▶ [Work instructions]: Give the records from their first line through the line containing "M117 163L106 111L85" as a JSON list of strings, one string per line, with blank lines dropped. Leave the pictures out of your answer.

▶ [Raw data]:
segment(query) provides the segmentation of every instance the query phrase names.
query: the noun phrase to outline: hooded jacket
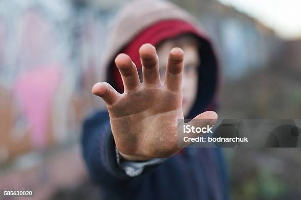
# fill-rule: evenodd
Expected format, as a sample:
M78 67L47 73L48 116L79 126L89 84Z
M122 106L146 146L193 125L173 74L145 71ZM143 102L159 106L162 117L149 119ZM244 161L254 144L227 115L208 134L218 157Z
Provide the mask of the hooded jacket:
M101 80L122 92L121 77L114 63L118 53L128 54L139 68L137 48L142 44L148 42L155 46L166 39L190 34L200 43L201 66L197 97L188 119L216 108L216 56L209 37L192 17L168 1L135 0L120 11L113 24ZM107 111L96 112L86 120L82 144L85 162L91 178L100 185L103 199L228 198L224 162L217 148L186 148L162 163L147 166L141 175L130 177L117 163Z

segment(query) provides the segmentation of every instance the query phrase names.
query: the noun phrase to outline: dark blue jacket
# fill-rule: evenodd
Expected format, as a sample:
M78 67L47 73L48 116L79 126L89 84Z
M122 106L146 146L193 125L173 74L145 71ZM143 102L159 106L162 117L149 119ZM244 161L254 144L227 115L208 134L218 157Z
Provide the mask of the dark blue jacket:
M117 163L106 111L85 121L82 142L85 161L103 200L228 199L224 162L217 148L186 148L131 177Z

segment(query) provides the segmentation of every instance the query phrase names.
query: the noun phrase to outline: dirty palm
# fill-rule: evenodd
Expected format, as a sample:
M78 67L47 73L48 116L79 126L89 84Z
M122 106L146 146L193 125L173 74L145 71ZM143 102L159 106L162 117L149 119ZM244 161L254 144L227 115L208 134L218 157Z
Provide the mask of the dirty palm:
M181 149L177 145L177 128L178 120L184 118L184 53L179 48L171 50L162 82L155 47L145 44L139 52L142 83L134 62L129 56L120 53L115 62L123 83L123 93L106 82L95 84L92 92L107 104L116 147L123 157L132 160L168 157ZM194 119L217 118L215 112L208 111Z

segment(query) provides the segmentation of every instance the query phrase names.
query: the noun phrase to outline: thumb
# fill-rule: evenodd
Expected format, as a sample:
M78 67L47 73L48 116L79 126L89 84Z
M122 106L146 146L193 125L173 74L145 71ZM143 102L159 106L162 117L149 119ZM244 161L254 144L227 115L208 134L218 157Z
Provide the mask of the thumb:
M208 111L198 115L193 120L204 120L204 122L207 122L210 125L212 125L215 124L218 118L218 116L216 112Z

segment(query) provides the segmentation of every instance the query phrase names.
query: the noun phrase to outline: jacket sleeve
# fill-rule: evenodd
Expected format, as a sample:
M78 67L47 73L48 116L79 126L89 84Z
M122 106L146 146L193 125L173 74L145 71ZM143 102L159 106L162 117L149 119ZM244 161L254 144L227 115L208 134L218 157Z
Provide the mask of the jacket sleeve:
M82 146L85 162L91 178L112 189L119 183L139 184L143 175L162 162L146 166L138 176L129 175L118 163L115 143L107 112L99 112L88 118L83 126ZM122 170L123 168L123 170ZM123 185L124 185L124 184Z

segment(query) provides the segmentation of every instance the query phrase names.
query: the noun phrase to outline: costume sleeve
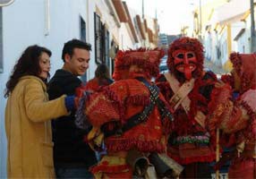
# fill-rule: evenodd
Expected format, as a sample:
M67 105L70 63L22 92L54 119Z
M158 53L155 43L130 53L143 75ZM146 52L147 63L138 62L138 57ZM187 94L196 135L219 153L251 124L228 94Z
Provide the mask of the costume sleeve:
M124 115L124 103L128 95L125 82L117 81L90 96L85 113L90 124L100 126L110 121L120 121Z
M28 117L33 122L43 122L68 115L64 106L64 98L48 101L42 85L37 81L30 81L25 88L24 105Z

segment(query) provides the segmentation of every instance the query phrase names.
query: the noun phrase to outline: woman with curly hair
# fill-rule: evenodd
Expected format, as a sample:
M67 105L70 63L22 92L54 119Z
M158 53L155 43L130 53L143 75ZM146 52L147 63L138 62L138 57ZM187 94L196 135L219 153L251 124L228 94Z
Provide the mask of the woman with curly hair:
M230 61L229 81L217 83L212 93L208 126L212 133L219 128L230 136L226 145L235 149L226 156L231 158L228 178L256 178L256 55L232 53Z
M74 98L64 95L48 100L50 56L51 51L45 47L27 47L6 83L9 178L55 177L50 120L68 115Z

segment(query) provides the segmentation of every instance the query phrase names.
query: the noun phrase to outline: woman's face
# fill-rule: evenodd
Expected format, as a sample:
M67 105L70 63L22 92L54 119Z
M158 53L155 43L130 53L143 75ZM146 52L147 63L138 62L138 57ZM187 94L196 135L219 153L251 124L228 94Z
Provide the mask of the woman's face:
M39 57L39 66L41 70L39 77L43 78L44 80L47 79L50 72L50 56L47 53L43 52Z

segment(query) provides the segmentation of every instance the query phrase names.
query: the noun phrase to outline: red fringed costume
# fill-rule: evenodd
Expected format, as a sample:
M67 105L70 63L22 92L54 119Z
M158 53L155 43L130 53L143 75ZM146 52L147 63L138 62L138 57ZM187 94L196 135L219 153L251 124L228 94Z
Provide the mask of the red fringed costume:
M170 45L167 66L169 72L161 74L157 84L175 108L168 155L184 166L181 177L209 177L209 162L215 159L215 150L204 121L216 75L203 71L203 47L192 38ZM186 84L192 86L190 90L181 90ZM190 92L183 95L186 91Z
M256 55L233 53L230 60L235 89L226 83L214 90L209 127L235 138L228 178L256 178ZM236 100L231 99L234 90L240 92Z
M96 178L132 178L132 171L125 158L131 149L166 150L166 128L169 119L161 117L157 106L143 123L130 130L113 135L105 132L115 128L118 132L128 119L142 112L150 103L149 89L136 78L143 78L150 83L150 78L158 74L163 54L159 49L119 51L115 61L115 82L86 97L83 110L93 126L87 141L97 145L103 139L107 149L107 155L91 168ZM158 98L167 107L161 94Z

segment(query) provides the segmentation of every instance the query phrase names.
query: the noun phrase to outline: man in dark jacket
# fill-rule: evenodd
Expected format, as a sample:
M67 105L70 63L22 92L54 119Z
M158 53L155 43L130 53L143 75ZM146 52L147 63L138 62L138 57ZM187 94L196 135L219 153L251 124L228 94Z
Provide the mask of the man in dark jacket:
M78 76L89 67L90 45L73 39L64 44L62 69L49 81L48 94L55 99L63 94L74 95L81 83ZM83 141L86 132L77 128L73 111L69 116L59 117L52 123L54 162L57 178L90 178L88 167L97 162L94 152Z

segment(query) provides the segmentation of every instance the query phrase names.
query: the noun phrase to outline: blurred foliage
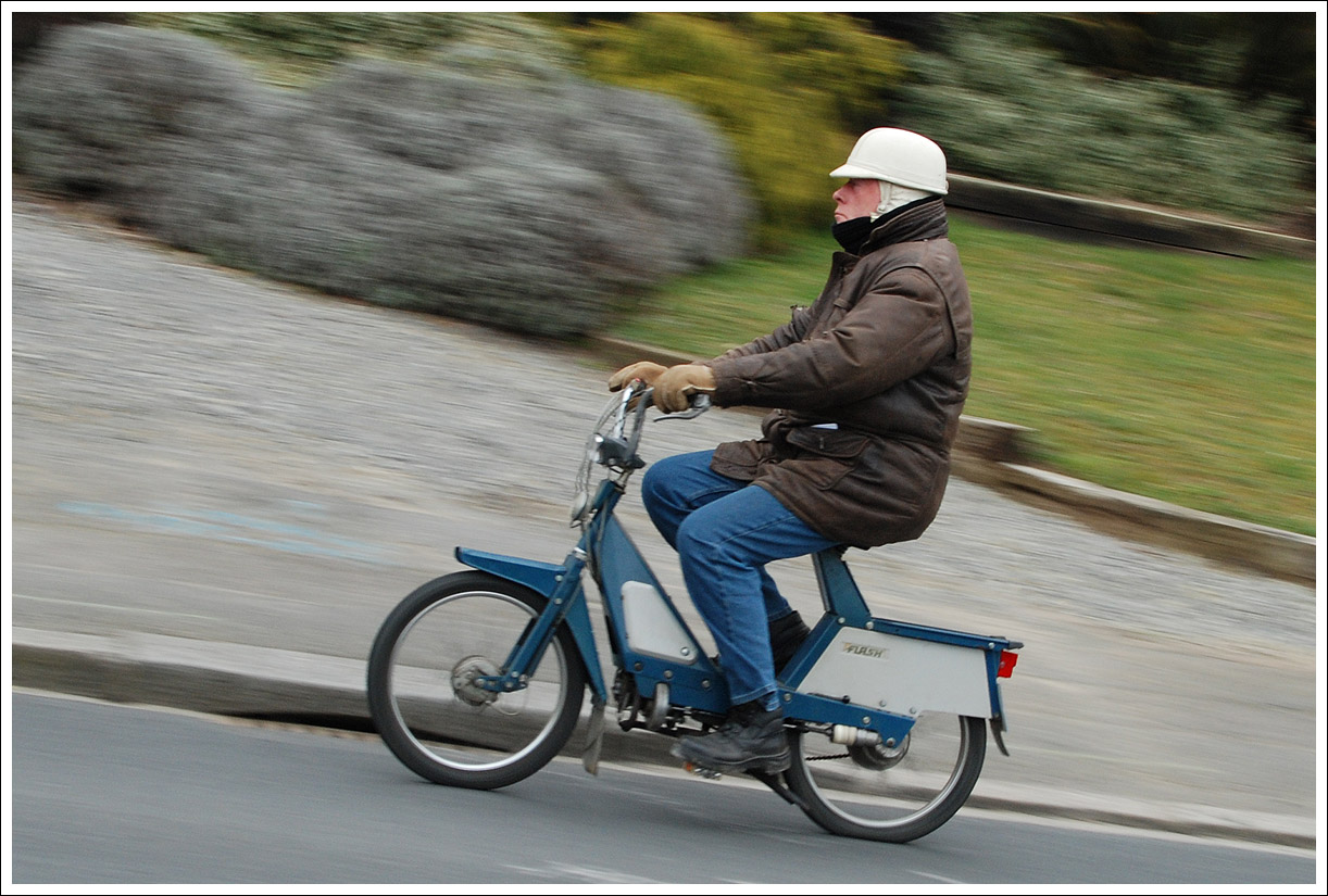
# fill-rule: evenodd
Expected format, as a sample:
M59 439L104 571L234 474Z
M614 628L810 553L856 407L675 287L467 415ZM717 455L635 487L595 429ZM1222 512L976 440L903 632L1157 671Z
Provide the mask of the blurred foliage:
M902 45L838 13L640 13L570 23L587 74L685 100L733 141L760 246L829 226L829 179L902 74Z
M1031 426L1040 466L1315 535L1313 261L1086 246L951 215L973 292L967 414ZM825 284L834 242L669 281L612 336L713 357Z
M1312 147L1292 104L1162 78L1109 80L1028 38L1029 17L950 17L944 53L918 53L892 110L954 170L1256 222L1309 212Z
M555 338L744 251L744 183L691 106L438 53L280 90L194 35L66 28L15 78L15 170L231 267Z
M733 142L757 244L829 220L869 127L935 138L963 174L1304 228L1309 13L131 13L305 85L357 54L466 41L668 94ZM437 56L434 60L440 58ZM456 64L457 57L450 64Z
M1312 12L1078 12L1031 20L1031 35L1066 62L1110 78L1167 78L1246 100L1292 100L1297 130L1313 137Z

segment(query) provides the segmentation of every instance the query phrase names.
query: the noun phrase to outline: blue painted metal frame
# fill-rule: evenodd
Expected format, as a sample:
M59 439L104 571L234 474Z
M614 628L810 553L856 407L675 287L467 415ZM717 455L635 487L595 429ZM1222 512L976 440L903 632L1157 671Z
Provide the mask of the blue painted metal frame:
M526 585L548 597L548 607L527 633L529 636L514 648L513 656L509 657L505 668L513 670L509 673L510 676L519 678L518 670L533 668L552 638L558 624L566 621L572 640L576 642L576 649L580 650L582 665L586 668L586 676L595 697L600 701L608 700L604 673L599 665L599 649L595 646L595 631L591 628L590 608L586 604L586 592L580 583L584 561L576 559L575 555L568 555L563 565L556 565L462 547L457 548L457 560L467 567Z
M471 548L457 548L457 559L461 563L531 588L550 600L547 609L534 623L527 636L514 646L505 665L509 673L503 677L495 676L490 686L499 689L522 686L519 684L521 672L538 664L552 632L560 623L566 623L580 652L595 697L599 701L608 700L608 689L604 684L599 650L591 628L590 609L582 585L583 572L588 567L604 599L604 613L615 662L635 677L637 693L649 696L655 693L656 685L667 684L672 705L724 714L729 706L728 685L709 657L703 654L689 664L676 662L637 653L627 644L627 621L622 597L623 584L627 581L644 581L653 587L664 596L665 604L679 625L689 635L691 629L651 572L627 531L614 519L612 510L622 494L622 487L616 483L608 479L600 483L592 502L595 512L586 526L576 550L568 554L560 565ZM813 555L813 565L826 612L813 628L811 636L781 673L778 693L786 715L826 725L870 729L879 733L887 742L900 742L908 734L914 725L911 717L846 704L842 697L834 694L806 694L797 689L835 635L843 628L855 628L983 650L992 715L1000 719L1004 729L997 672L1000 654L1003 650L1012 649L1012 641L1003 637L969 635L874 617L838 550ZM693 641L696 641L695 636Z

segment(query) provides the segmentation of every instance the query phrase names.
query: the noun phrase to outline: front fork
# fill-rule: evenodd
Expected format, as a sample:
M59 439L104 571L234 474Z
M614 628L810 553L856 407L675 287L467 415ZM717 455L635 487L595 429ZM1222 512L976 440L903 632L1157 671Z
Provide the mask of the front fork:
M530 621L503 662L502 668L506 672L475 678L474 684L478 688L494 693L510 693L525 688L530 672L539 665L548 642L554 638L554 632L566 624L576 642L595 704L603 705L608 700L599 650L595 646L595 632L591 628L590 608L586 604L586 591L582 587L582 573L586 569L584 551L575 548L563 564L558 565L458 547L457 560L474 569L525 585L548 599L544 611Z

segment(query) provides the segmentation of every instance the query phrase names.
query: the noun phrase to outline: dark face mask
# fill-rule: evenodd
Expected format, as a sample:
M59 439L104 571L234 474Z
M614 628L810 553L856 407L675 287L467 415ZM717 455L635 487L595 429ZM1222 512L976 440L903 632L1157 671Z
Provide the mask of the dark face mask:
M862 244L867 242L871 235L871 228L876 222L871 220L870 216L863 215L862 218L851 218L850 220L835 222L830 227L830 234L835 238L835 242L843 247L845 252L858 254Z

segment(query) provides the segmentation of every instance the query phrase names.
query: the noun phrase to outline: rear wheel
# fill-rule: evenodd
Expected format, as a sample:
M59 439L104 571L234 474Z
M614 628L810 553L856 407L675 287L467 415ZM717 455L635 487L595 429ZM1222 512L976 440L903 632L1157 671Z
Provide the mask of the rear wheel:
M546 604L505 579L459 572L421 585L388 615L369 653L369 711L408 769L440 784L487 790L558 755L586 688L566 627L522 689L499 693L478 681L505 672Z
M846 747L829 731L791 733L789 787L811 820L842 836L907 843L948 822L977 783L983 719L924 714L894 749Z

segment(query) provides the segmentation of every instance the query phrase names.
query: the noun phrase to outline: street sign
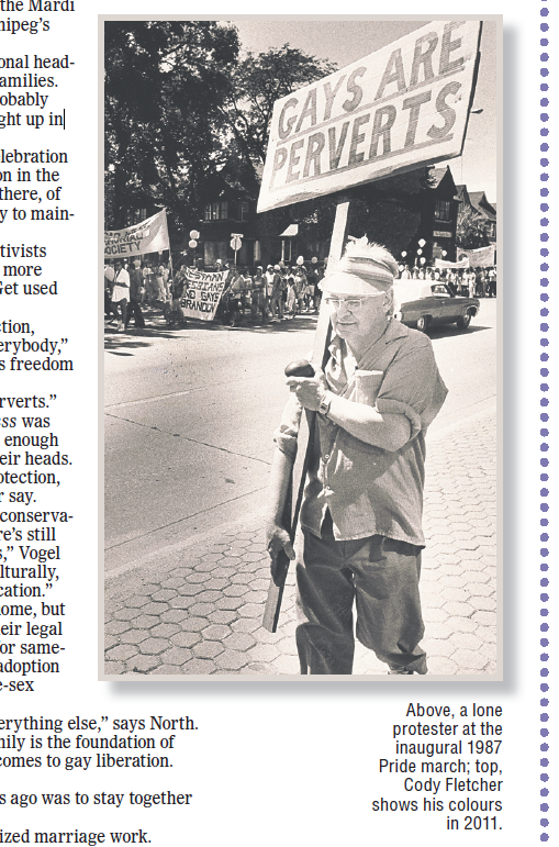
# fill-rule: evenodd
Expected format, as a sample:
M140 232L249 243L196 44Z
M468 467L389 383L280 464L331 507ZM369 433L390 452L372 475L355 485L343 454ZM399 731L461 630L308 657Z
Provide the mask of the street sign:
M462 152L481 21L432 21L276 101L258 212Z

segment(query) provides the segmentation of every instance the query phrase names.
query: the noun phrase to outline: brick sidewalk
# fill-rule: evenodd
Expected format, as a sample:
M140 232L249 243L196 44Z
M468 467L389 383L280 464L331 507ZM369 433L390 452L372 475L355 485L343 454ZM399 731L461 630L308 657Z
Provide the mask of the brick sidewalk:
M421 593L429 673L494 673L494 413L437 432L427 452ZM268 582L260 514L109 579L105 673L299 673L294 569L273 635L260 626ZM354 673L384 676L387 667L357 645Z

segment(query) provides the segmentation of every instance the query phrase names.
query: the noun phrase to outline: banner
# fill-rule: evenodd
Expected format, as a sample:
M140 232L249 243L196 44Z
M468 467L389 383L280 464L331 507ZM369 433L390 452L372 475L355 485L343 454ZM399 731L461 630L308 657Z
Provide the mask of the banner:
M157 212L142 223L125 230L109 230L104 233L104 257L142 256L144 253L161 253L169 249L167 210Z
M432 21L276 101L258 212L459 156L480 21Z
M469 268L470 263L468 258L460 259L459 261L445 261L444 259L435 259L436 268Z
M467 256L471 268L488 268L495 264L495 245L478 247L476 250L466 250L459 247L456 250L458 257Z
M183 267L179 274L185 282L180 298L180 307L185 317L213 321L228 270L221 270L219 274L205 274L202 270L195 270L195 268Z

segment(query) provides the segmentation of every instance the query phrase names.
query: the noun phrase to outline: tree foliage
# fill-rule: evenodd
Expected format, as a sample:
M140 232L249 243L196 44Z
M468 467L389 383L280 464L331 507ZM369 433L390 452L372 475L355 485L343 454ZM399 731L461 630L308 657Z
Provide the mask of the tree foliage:
M108 226L146 204L199 219L238 47L236 29L215 21L105 23Z
M337 66L284 44L248 53L233 74L227 118L239 151L255 166L264 163L273 103L332 74Z

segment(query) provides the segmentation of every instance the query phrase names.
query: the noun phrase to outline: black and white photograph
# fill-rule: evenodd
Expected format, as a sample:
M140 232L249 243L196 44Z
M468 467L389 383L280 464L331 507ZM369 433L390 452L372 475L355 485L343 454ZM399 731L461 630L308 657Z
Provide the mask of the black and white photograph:
M102 679L502 679L501 45L104 18Z

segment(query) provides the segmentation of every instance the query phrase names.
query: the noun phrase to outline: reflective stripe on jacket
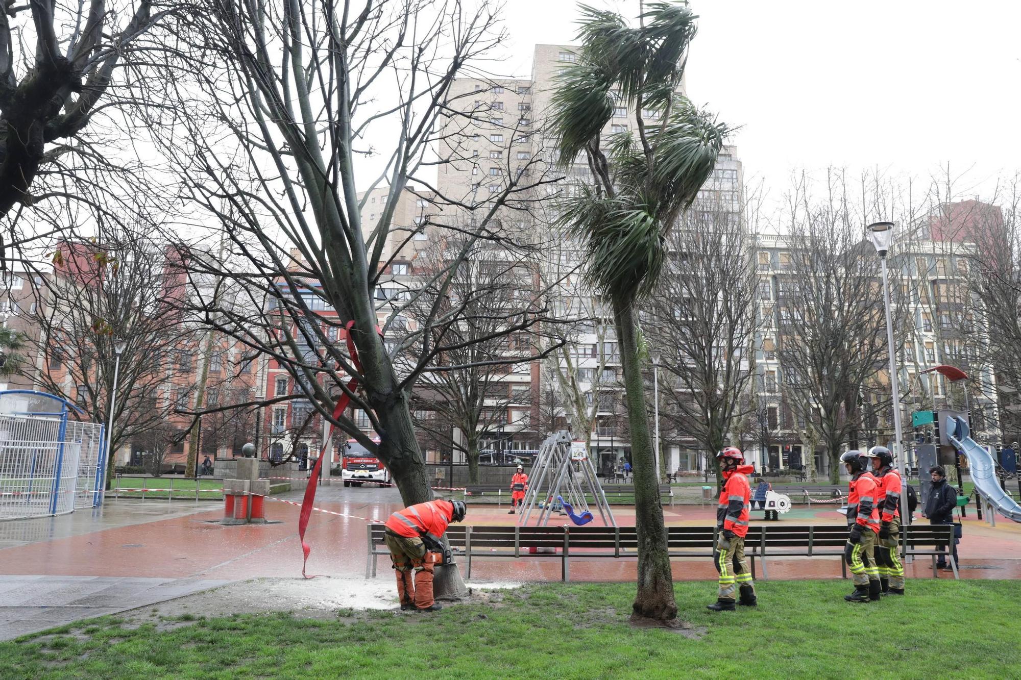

▶ [Written answer]:
[
  "segment(query) provides the segmentation of every instance the query phrase names.",
  "query: the noun phrase to outline: hooded jacket",
  "# fill-rule: evenodd",
  "Expected format, as a sample:",
  "M78 67L47 73L48 116L79 126L89 84Z",
  "M122 106L146 146L193 125L173 74L145 71ZM143 102L159 106L162 117L149 119ZM244 161L254 144L227 115L208 134L218 157Z",
  "Provide the mask of the hooded jacket:",
  "M101 80L122 92L121 77L114 63L118 53L128 54L139 68L137 48L142 44L148 42L155 46L166 39L190 34L200 43L201 66L197 97L188 119L216 108L216 56L209 37L192 17L168 1L135 0L120 11L113 24ZM107 111L96 112L86 120L82 144L85 162L91 178L100 185L103 199L228 198L224 162L217 148L186 148L162 163L147 166L141 175L130 177L117 163Z",
  "segment(query) provides the segmentation of every instance the query phrase names.",
  "query: the noun phrase to outline: dark blue jacket",
  "# fill-rule: evenodd",
  "Expected format, as a sample:",
  "M78 67L47 73L48 116L79 126L89 84Z",
  "M122 106L146 146L193 125L173 74L145 71ZM143 102L159 106L162 117L149 119ZM244 161L254 144L227 115L208 134L218 157Z",
  "Provide the mask of the dark blue jacket:",
  "M117 163L106 111L85 121L82 142L85 161L103 200L228 199L224 162L217 148L186 148L131 177Z"
]